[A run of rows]
** Begin **

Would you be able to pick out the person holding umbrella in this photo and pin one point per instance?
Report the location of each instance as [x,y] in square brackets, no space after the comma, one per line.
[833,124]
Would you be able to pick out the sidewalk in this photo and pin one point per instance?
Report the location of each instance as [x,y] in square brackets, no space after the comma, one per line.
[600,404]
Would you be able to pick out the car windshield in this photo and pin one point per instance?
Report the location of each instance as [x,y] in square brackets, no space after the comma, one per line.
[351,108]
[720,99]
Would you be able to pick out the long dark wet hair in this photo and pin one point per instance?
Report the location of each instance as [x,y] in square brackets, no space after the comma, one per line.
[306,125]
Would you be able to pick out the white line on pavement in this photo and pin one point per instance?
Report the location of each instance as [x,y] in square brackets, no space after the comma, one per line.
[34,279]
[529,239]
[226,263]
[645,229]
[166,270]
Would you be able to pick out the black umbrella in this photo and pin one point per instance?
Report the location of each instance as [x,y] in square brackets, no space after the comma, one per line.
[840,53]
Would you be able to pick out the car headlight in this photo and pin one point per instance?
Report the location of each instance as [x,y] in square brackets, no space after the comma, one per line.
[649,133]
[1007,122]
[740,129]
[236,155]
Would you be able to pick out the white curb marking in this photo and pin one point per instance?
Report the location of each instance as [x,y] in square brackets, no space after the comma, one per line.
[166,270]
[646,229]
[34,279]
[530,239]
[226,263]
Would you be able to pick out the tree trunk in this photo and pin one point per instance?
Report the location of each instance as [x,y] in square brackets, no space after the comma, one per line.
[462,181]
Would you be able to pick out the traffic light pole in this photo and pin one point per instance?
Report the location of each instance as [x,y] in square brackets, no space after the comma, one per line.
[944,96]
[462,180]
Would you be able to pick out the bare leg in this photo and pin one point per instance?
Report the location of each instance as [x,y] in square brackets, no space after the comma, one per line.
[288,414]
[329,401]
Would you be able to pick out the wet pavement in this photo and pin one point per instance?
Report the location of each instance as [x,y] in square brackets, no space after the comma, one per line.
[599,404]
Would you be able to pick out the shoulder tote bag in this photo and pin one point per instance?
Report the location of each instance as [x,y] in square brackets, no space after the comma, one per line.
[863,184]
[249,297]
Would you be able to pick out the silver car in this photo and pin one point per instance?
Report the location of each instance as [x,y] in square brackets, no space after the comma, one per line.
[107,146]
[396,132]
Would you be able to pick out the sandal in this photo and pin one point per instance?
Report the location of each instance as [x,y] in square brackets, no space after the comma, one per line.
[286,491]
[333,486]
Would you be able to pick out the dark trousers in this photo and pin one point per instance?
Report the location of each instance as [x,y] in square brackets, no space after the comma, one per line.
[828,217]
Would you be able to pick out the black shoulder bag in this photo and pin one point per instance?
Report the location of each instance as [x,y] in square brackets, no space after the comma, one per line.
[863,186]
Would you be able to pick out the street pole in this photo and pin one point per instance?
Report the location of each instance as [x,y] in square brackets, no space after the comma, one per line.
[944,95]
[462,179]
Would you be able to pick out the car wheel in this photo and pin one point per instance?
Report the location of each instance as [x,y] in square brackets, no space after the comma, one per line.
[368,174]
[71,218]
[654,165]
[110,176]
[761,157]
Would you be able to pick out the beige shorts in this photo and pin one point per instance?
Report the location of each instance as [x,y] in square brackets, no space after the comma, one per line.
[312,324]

** End **

Goal:
Render every line of the rows above as a Markdown table with two columns, No. for the line number and Line for the line itself. Skip any blank lines.

Task output:
| No. | Line |
|---|---|
| 1 | Would you be able to pick out the person holding umbrella in this photo and pin one point per instance? |
| 2 | Report the location of each instance as [x,y] in square brackets, no space after the comma, one per line. |
| 3 | [833,124] |
| 4 | Would you be able to pick out the sidewalk in this photo and pin one point per instance? |
| 5 | Report the location of each instance as [x,y] in square brackets, no space after the comma, one per line. |
| 6 | [600,404] |
| 7 | Would you be able to pick out the car windshield in this photo and pin one point per instance? |
| 8 | Report the location of each instance as [x,y] in square brackets, no space after the comma, one per line. |
| 9 | [351,108] |
| 10 | [720,99] |
| 11 | Would you be able to pick out the long dark wet hair in this photo and pin one point per instance? |
| 12 | Report the location of each instance as [x,y] in square brackets, no space after the comma, one per line. |
| 13 | [306,125] |
| 14 | Would you be able to pick out the white line on pavement in this photo and pin one point per instance? |
| 15 | Report the location of each instance as [x,y] in square brackets, no space after the comma, one per line. |
| 16 | [34,279] |
| 17 | [529,239] |
| 18 | [226,263] |
| 19 | [645,229] |
| 20 | [166,270] |
| 21 | Would you be able to pick out the black umbrella in this photo and pin one point per instance? |
| 22 | Report the location of each instance as [x,y] in square brackets, no space after the comma, one per line. |
| 23 | [840,53] |
| 24 | Would you be able to pick out the car headlight in this photo and pin one point per instance? |
| 25 | Report the location of each instance as [x,y] in square brackets, no space after the comma, one per line. |
| 26 | [649,133] |
| 27 | [1007,122] |
| 28 | [740,129] |
| 29 | [236,155] |
| 30 | Would you be able to pick out the white curb marking in this photo and pin one point per instance? |
| 31 | Report the location of each instance as [x,y] in square brackets, no space after the comma, one per line. |
| 32 | [166,270] |
| 33 | [646,229] |
| 34 | [34,279] |
| 35 | [530,239] |
| 36 | [226,263] |
| 37 | Would you be able to pick out the tree trunk in this photo and pin one point per instance? |
| 38 | Report the location of each instance as [x,y] in square brackets, no space after the comma, one per line. |
| 39 | [462,181] |
| 40 | Would you be able to pick out the traffic light pole in this photo and pin one point per instance? |
| 41 | Report the location of each instance as [x,y] in square brackets, no space after the comma, one per line. |
| 42 | [944,96] |
| 43 | [462,180] |
| 44 | Would you be able to pick out the bare leg in this photo and pin one point per instance? |
| 45 | Report the location of each instance as [x,y] in square brackets, no space after the comma, one per line. |
| 46 | [288,414] |
| 47 | [329,401] |
| 48 | Would you be able to pick out the wet pavement in this photo and pin one point per instance? |
| 49 | Report the location of each instance as [x,y] in square brackets, no space after the comma, one per line. |
| 50 | [599,404] |
| 51 | Would you be able to pick out the shoulder tote bag in this photo and pin one point per instance? |
| 52 | Report the location of each instance as [x,y] in square brackets, no space after the comma, one per line. |
| 53 | [863,184] |
| 54 | [249,297] |
| 55 | Would you be able to pick out the silver car in this photo and pin one point per instance? |
| 56 | Report the location of each instance as [x,y] in square brackets, no space after the comma, one per line. |
| 57 | [107,146] |
| 58 | [396,132] |
| 59 | Would you be able to pick out the sandal in this photo and pin one point per instance? |
| 60 | Report the location of each instance as [x,y] in square brackets, no space after the comma, one per line. |
| 61 | [286,491] |
| 62 | [333,486] |
| 63 | Would you be able to pick out the dark trousers in this photo and pin one point per instance? |
| 64 | Report the location of each instance as [x,y] in square brackets, no space after the comma, one per line. |
| 65 | [828,217] |
| 66 | Would you be able to pick out the black shoulder bag in this photo and pin one point per instance? |
| 67 | Report the location of each instance as [x,y] in square brackets, no space after the comma, one per line. |
| 68 | [863,186] |
| 69 | Would you be able to pick out the street pole in this photo and pin one point per instance? |
| 70 | Report the location of each instance as [x,y] in square brackets, no space after the comma, one per line. |
| 71 | [944,95] |
| 72 | [462,179] |
| 73 | Would you be able to pick out the car wheel in this photo and pin one point per instance? |
| 74 | Report the location of each instance as [x,y] in square brackets, no space after the comma, one per line. |
| 75 | [368,174] |
| 76 | [71,218] |
| 77 | [654,165] |
| 78 | [110,176] |
| 79 | [761,157] |
| 80 | Would you be able to pick out the beige shorts in this photo and pin one point per instance? |
| 81 | Report the location of each instance as [x,y] in square brackets, no space after the comma, one per line. |
| 82 | [312,324] |